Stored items

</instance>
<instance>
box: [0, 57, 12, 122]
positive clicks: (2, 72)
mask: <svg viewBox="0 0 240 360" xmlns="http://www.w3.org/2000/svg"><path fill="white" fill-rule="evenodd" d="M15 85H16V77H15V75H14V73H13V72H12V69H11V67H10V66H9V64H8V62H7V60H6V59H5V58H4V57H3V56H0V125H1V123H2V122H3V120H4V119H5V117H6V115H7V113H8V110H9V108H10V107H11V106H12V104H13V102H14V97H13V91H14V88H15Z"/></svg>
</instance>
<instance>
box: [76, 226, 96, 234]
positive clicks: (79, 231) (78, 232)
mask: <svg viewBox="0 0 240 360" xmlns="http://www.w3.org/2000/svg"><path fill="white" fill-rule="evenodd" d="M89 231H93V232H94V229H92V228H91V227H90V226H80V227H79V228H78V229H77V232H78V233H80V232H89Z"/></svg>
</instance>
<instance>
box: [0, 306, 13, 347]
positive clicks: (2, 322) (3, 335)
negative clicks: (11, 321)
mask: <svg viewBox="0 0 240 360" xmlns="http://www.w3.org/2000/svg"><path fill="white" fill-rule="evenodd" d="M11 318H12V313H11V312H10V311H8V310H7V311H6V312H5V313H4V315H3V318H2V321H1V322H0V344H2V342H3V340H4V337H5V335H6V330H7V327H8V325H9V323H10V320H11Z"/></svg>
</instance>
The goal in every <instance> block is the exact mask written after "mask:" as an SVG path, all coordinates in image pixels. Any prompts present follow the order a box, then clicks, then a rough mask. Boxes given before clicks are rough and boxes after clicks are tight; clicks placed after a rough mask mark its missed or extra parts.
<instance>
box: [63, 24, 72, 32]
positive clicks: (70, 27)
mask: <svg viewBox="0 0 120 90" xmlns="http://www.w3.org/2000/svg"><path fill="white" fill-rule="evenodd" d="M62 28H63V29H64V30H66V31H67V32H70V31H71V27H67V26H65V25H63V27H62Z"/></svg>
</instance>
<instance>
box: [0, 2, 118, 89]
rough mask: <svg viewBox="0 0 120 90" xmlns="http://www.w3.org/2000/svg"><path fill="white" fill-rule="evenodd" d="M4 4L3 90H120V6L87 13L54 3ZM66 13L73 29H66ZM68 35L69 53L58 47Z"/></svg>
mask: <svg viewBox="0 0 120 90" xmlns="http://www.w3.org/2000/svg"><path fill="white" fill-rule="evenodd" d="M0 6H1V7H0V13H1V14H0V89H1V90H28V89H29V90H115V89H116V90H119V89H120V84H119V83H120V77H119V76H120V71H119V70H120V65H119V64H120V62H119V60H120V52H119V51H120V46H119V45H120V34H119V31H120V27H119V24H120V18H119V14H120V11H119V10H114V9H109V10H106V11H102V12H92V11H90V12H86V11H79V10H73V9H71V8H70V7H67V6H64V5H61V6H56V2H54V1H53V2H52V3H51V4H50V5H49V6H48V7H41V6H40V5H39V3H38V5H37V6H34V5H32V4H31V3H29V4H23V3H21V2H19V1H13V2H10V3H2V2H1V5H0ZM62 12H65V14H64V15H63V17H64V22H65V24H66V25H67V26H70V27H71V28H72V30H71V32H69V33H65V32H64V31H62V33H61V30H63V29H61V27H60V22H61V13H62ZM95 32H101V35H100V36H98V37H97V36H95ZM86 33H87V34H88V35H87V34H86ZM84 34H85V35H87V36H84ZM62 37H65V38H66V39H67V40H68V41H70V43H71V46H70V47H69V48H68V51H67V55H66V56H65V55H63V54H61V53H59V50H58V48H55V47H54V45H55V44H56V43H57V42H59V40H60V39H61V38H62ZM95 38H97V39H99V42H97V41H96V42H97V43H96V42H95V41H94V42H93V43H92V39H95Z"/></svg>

* [WHAT IS REQUIRED] Render every line of the data above as a Markdown table with two columns, No. holding the row number and Text holding the line, leaving out blank lines.

* [WRITTEN RESPONSE]
| No. | Text |
|---|---|
| 1 | </instance> |
| 2 | <instance> |
| 3 | box: [0, 57, 12, 122] |
| 4 | positive clicks: (2, 72) |
| 5 | mask: <svg viewBox="0 0 240 360" xmlns="http://www.w3.org/2000/svg"><path fill="white" fill-rule="evenodd" d="M15 85H16V77H15V75H14V73H13V72H12V69H11V67H10V66H9V64H8V62H7V60H6V59H5V58H4V57H3V56H0V125H1V123H2V122H3V120H4V119H5V117H6V115H7V113H8V110H9V108H10V107H11V106H12V104H13V102H14V97H13V91H14V88H15Z"/></svg> |
| 6 | </instance> |
| 7 | <instance> |
| 8 | box: [76, 226, 96, 234] |
| 9 | positive clicks: (79, 231) (78, 232) |
| 10 | mask: <svg viewBox="0 0 240 360" xmlns="http://www.w3.org/2000/svg"><path fill="white" fill-rule="evenodd" d="M89 231H93V232H94V229H92V228H91V227H90V226H80V227H79V228H78V229H77V232H78V233H80V232H89Z"/></svg> |
| 11 | </instance> |
| 12 | <instance> |
| 13 | box: [0, 306, 13, 347] |
| 14 | positive clicks: (2, 322) (3, 335) |
| 15 | negative clicks: (11, 321) |
| 16 | mask: <svg viewBox="0 0 240 360" xmlns="http://www.w3.org/2000/svg"><path fill="white" fill-rule="evenodd" d="M11 318H12V313H11V312H10V311H8V310H7V311H6V312H5V313H4V315H3V318H2V321H1V322H0V344H2V342H3V340H4V337H5V335H6V330H7V327H8V325H9V323H10V320H11Z"/></svg> |
| 17 | </instance> |
| 18 | The goal in every <instance> block is the exact mask written after "mask:" as an SVG path, all coordinates in image pixels. Any prompts present follow the order a box, then clicks, then a rough mask. Boxes given before clicks are rough and boxes after clicks are tight; clicks placed after a rough mask mark its missed or extra parts. |
| 19 | <instance> |
| 20 | box: [63, 24, 72, 32] |
| 21 | positive clicks: (70, 27) |
| 22 | mask: <svg viewBox="0 0 120 90" xmlns="http://www.w3.org/2000/svg"><path fill="white" fill-rule="evenodd" d="M62 28H63V29H64V30H66V31H67V32H70V31H71V27H67V26H65V25H63V27H62Z"/></svg> |
| 23 | </instance> |
| 24 | <instance> |
| 25 | box: [0, 2, 118, 89] |
| 26 | rough mask: <svg viewBox="0 0 120 90" xmlns="http://www.w3.org/2000/svg"><path fill="white" fill-rule="evenodd" d="M4 4L3 90H120V6L87 13L54 3ZM66 13L73 29H66ZM68 35L69 53L58 47Z"/></svg> |
| 27 | mask: <svg viewBox="0 0 120 90" xmlns="http://www.w3.org/2000/svg"><path fill="white" fill-rule="evenodd" d="M0 6H1V7H0V13H1V14H0V89H1V90H28V89H29V90H115V89H116V90H119V89H120V84H119V83H120V77H119V76H120V71H119V70H120V65H119V64H120V62H119V60H120V52H119V51H120V46H119V45H120V34H119V31H120V27H119V24H120V18H119V14H120V11H119V10H114V9H109V10H106V11H102V12H92V11H90V12H86V11H79V10H73V9H71V8H70V7H67V6H64V5H61V6H56V2H54V1H53V2H52V3H51V4H50V5H49V6H48V7H41V6H40V5H39V3H38V5H37V6H34V5H32V4H31V3H29V4H23V3H21V2H19V1H13V2H10V3H2V2H1V5H0ZM62 12H65V14H64V15H63V17H64V22H65V24H66V25H67V26H70V27H71V28H72V30H71V32H69V33H65V32H64V31H62V33H61V30H63V29H61V27H60V22H61V13H62ZM95 32H101V35H100V36H98V37H97V36H95ZM86 33H87V34H88V35H87V34H86ZM84 34H85V35H87V36H84ZM62 37H65V38H66V39H67V40H68V41H70V43H71V46H70V47H69V48H68V51H67V55H66V56H65V55H63V54H61V53H59V50H58V48H55V47H54V45H55V44H56V43H57V42H59V40H60V39H61V38H62ZM95 38H97V39H99V42H97V41H96V42H97V43H96V42H95V41H94V42H93V43H92V39H95Z"/></svg> |